* [WORK TO DO]
Reproduce all of the following lines verbatim, changing nothing.

Spatial annotation records:
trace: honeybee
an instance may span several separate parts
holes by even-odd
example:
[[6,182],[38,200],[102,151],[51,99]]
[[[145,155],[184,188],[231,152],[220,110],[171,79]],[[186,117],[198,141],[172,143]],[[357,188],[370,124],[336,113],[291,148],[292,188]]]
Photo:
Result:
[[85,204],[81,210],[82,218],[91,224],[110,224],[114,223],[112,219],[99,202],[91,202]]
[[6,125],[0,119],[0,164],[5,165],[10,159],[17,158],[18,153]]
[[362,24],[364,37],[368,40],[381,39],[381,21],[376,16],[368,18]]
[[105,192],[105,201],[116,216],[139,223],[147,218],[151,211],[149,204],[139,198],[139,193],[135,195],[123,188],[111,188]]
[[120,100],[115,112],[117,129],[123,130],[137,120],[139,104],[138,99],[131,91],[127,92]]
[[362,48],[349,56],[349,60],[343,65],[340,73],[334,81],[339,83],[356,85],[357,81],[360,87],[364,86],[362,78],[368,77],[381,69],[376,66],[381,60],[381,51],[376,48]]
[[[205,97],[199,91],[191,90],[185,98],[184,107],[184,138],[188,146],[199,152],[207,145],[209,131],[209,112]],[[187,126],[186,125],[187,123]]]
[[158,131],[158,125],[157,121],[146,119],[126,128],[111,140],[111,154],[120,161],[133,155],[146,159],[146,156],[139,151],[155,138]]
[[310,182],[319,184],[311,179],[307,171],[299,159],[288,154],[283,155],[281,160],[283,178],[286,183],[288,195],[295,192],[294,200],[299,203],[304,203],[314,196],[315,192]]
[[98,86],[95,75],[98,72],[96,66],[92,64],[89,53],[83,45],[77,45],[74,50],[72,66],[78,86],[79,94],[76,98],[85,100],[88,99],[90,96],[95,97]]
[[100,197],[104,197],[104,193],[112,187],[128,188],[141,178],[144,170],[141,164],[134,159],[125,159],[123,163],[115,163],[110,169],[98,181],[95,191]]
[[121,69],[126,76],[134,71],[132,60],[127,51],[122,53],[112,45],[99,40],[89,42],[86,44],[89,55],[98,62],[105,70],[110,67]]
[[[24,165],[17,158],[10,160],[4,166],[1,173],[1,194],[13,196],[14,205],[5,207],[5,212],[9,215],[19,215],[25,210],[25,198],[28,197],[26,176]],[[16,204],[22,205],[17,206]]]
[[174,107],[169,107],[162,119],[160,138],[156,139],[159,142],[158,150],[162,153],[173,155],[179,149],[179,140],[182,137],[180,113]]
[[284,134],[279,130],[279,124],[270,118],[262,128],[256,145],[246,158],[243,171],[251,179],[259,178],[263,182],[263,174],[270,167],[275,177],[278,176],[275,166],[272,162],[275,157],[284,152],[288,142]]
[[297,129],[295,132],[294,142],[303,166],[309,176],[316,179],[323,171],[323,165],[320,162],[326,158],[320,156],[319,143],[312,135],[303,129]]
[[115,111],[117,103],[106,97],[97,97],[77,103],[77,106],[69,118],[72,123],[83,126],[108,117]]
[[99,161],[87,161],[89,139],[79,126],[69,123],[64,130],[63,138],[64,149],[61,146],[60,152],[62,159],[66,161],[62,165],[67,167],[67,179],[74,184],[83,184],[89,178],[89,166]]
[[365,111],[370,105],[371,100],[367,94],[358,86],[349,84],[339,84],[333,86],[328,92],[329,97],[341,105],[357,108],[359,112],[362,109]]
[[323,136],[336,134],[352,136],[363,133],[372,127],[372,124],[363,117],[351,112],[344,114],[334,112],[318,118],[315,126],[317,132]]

* [TASK ANSWER]
trace: honeybee
an instance may span several separate parts
holes by even-odd
example:
[[6,182],[38,200],[102,151],[51,99]]
[[[145,155],[184,188],[231,152],[220,110],[171,79]],[[186,117],[198,141],[172,143]],[[357,188],[370,124],[336,113],[291,148],[292,188]]]
Photo:
Result:
[[85,204],[81,210],[82,218],[91,224],[110,224],[114,223],[112,219],[99,202],[91,202]]
[[6,125],[0,119],[0,164],[5,165],[10,159],[17,158],[18,153]]
[[362,24],[364,37],[368,40],[381,39],[381,21],[376,16],[368,18]]
[[105,192],[105,201],[116,216],[139,223],[147,218],[151,211],[149,204],[139,198],[139,193],[135,195],[123,188],[111,188]]
[[120,100],[115,112],[117,129],[123,130],[137,120],[139,104],[138,99],[131,91],[127,92]]
[[362,48],[349,56],[349,60],[343,65],[340,73],[334,81],[339,83],[356,85],[357,81],[360,87],[364,86],[362,78],[368,77],[381,69],[376,66],[381,60],[381,51],[376,48]]
[[[205,97],[199,91],[191,90],[185,98],[184,107],[184,138],[188,146],[199,152],[207,145],[209,131],[209,112]],[[187,126],[186,125],[187,123]]]
[[158,131],[158,125],[157,121],[146,119],[126,128],[111,140],[111,154],[120,161],[133,155],[146,159],[146,156],[139,151],[155,138]]
[[310,182],[319,184],[311,179],[307,171],[299,159],[288,154],[283,155],[281,160],[283,178],[286,183],[288,195],[295,192],[294,200],[299,203],[304,203],[314,196],[315,192]]
[[98,86],[95,75],[98,72],[96,66],[92,64],[89,53],[83,45],[77,45],[74,50],[72,66],[78,86],[79,94],[76,98],[85,100],[88,99],[90,96],[95,97]]
[[100,197],[104,197],[104,193],[112,187],[128,188],[141,178],[144,170],[141,164],[134,159],[125,159],[123,163],[115,163],[110,169],[98,181],[95,191]]
[[121,69],[126,76],[134,71],[132,60],[127,51],[122,53],[112,45],[99,40],[89,42],[86,44],[89,55],[98,62],[105,70],[110,67]]
[[[24,165],[17,158],[10,160],[4,166],[1,173],[1,194],[13,196],[14,205],[5,207],[5,212],[9,215],[19,215],[25,210],[25,198],[28,197],[26,176]],[[16,204],[22,205],[17,206]]]
[[174,107],[169,107],[162,119],[160,138],[156,139],[159,142],[158,150],[162,153],[173,155],[179,149],[179,140],[182,137],[180,113]]
[[284,134],[279,130],[279,124],[270,118],[262,128],[256,145],[246,158],[243,171],[251,179],[259,178],[263,182],[263,174],[270,167],[275,177],[278,176],[275,166],[272,162],[275,157],[284,152],[288,142]]
[[297,129],[295,132],[294,142],[303,166],[309,176],[316,179],[323,171],[323,165],[320,162],[326,158],[320,156],[319,143],[312,135],[303,129]]
[[115,111],[117,103],[106,97],[97,97],[77,103],[77,106],[69,118],[72,123],[83,126],[108,117]]
[[99,161],[87,161],[89,139],[79,126],[69,123],[64,130],[63,138],[64,149],[61,146],[60,152],[62,159],[66,161],[62,165],[67,167],[67,179],[74,184],[83,184],[89,178],[89,166]]
[[365,111],[370,105],[371,100],[367,94],[358,86],[349,84],[339,84],[333,86],[328,92],[329,97],[341,105],[357,108],[359,112],[362,109]]
[[323,136],[336,134],[352,136],[363,133],[372,127],[372,124],[363,117],[351,112],[344,114],[334,112],[318,118],[315,126],[317,132]]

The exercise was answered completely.